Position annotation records
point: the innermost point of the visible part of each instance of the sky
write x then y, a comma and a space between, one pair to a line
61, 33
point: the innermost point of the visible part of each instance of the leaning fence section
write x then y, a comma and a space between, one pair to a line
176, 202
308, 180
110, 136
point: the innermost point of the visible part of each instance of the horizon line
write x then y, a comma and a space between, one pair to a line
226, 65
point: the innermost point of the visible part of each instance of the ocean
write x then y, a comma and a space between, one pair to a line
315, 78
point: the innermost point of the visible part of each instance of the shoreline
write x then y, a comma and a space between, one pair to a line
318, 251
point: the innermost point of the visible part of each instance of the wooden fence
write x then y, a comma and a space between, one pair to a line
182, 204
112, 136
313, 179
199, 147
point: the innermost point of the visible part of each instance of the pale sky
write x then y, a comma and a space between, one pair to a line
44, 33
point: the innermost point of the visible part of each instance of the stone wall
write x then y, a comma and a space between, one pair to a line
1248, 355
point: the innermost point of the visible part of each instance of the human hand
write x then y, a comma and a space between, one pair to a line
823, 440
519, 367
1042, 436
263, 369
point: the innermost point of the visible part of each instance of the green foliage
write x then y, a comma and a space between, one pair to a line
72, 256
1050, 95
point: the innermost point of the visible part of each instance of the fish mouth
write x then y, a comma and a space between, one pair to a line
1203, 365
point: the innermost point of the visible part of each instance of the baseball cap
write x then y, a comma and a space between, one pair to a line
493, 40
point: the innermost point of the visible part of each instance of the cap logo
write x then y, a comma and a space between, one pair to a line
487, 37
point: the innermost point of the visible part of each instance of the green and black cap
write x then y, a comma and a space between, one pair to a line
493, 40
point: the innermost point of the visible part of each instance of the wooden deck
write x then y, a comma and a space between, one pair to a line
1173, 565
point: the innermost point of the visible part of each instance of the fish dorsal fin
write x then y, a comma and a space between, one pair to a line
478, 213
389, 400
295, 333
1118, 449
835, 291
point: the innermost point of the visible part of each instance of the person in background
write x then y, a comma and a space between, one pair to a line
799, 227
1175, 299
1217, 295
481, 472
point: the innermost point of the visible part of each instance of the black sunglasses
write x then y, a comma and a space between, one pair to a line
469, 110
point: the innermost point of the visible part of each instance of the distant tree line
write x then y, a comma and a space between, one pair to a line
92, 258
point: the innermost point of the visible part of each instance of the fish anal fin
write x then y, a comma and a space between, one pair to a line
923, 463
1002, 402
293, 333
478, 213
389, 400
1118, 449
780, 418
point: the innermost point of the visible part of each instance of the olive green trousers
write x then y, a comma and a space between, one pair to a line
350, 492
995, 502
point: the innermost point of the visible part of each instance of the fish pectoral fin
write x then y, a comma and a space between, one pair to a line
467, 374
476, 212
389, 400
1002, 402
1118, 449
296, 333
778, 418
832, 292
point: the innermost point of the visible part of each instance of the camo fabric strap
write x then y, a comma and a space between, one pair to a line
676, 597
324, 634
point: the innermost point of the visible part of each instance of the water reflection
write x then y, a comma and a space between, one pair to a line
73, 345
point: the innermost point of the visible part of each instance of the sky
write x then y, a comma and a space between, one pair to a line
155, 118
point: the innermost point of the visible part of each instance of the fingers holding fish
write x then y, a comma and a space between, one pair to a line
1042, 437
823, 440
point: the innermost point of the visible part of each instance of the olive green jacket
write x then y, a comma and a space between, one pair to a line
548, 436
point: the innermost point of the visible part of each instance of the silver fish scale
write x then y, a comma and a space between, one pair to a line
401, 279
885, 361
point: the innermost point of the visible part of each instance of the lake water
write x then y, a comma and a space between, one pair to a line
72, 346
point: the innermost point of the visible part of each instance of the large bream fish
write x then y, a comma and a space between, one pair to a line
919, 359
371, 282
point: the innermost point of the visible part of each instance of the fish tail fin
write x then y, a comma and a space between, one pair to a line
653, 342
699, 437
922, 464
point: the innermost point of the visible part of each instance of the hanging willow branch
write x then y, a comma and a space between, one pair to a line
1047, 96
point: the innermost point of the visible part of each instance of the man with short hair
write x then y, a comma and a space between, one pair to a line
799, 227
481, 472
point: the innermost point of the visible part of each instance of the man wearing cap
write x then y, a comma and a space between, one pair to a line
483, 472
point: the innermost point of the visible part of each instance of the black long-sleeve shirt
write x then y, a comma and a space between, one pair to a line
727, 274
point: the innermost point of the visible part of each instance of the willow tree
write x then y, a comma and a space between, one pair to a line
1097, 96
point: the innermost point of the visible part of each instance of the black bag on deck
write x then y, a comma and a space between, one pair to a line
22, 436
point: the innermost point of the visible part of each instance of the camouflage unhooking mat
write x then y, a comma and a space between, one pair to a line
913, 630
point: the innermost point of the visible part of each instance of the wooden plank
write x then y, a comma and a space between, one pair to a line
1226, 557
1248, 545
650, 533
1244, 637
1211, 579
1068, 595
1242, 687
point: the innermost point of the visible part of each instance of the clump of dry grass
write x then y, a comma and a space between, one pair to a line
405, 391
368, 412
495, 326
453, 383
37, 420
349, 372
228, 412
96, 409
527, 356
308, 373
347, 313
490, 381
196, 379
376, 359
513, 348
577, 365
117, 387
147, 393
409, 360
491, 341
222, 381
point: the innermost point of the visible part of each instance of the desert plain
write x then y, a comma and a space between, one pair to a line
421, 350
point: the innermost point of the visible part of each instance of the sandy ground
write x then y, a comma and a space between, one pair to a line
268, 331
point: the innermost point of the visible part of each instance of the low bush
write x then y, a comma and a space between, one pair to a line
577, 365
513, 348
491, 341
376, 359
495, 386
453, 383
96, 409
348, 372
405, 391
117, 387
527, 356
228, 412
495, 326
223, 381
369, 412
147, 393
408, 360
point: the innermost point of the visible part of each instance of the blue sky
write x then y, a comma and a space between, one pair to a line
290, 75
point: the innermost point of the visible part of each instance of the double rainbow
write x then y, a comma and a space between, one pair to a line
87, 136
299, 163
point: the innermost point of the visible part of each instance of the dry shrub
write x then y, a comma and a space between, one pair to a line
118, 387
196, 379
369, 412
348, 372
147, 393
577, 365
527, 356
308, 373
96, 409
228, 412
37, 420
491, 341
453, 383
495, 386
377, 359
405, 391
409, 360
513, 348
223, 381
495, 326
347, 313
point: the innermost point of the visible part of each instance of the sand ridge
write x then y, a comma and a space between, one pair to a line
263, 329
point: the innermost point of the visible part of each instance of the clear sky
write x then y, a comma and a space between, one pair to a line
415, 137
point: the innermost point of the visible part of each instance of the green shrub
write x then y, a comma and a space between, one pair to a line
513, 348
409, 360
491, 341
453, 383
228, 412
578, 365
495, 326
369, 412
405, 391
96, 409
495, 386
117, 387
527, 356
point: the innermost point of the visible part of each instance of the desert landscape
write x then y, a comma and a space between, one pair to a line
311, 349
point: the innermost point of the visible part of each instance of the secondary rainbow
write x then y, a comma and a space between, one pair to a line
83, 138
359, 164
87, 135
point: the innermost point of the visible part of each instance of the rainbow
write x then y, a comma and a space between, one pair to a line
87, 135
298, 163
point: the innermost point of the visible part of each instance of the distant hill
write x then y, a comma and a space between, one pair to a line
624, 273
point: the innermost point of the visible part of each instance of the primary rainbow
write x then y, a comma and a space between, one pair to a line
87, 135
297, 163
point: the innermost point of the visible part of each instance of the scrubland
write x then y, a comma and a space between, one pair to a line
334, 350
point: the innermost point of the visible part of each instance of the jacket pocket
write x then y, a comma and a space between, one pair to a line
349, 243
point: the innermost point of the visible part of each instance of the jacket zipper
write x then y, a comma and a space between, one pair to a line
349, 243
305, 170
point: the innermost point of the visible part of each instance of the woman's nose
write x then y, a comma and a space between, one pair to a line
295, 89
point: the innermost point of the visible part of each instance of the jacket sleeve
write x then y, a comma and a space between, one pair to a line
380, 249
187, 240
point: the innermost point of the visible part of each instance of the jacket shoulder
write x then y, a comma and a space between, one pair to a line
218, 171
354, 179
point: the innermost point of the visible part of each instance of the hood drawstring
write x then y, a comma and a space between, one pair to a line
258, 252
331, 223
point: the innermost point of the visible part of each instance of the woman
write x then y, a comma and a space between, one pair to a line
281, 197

→ JOB
Beginning at the line containing "the secondary rainbow", repeat each line exactly through the last line of the entries, and include no other lines.

→ CORRECT ANSWER
point: the innermost point of the visible part of each instance of the secondary rainbow
write x then y, a comma and a space between, one pair to a line
83, 138
359, 164
87, 135
point: the innermost point of the visible part of each instance of the rainbow
write x then y, a comma and a space between, one pair to a line
87, 135
298, 163
point: the innermost point of the visible part of each instance of the distant hill
write x then y, a comma and a space between, one pair to a line
624, 273
point: the innermost point of the visible part of each instance of the primary rainbow
write x then y, a comma and a space between, one pair to a line
87, 135
297, 163
point: the innermost point of the visible part of each instance of the scrubland
write x then y, a comma and a space between, one pair to a line
334, 350
point: the innermost point of the visible part of each instance of the jacket pocket
write x then y, a comma and a space between, one pair to a line
349, 243
point: the innermost point of the visible part of each instance of the jacket zipper
write x then y, a comma and a space between, one pair to a line
349, 243
305, 170
point: the innermost point of the visible part of each instance of the woman's nose
write x then y, a comma and a space between, one pair to a line
295, 89
point: the innermost point of the visible part of each instance of the jacket sleeve
write x then y, a comma and a space between, one pair to a line
380, 249
187, 240
point: the innermost point of the visible part of each instance of the jacket shoulder
write x then y, a comma and a space between, one pair to a line
218, 171
354, 179
point: the innermost point of the visible part of each instance of the hood drawstring
write x then y, a comma and a space between, one pair to a line
258, 252
331, 223
point: the innermost point of the visible part of each instance of the woman
write x then y, a comma and a space between, one pair to a line
281, 197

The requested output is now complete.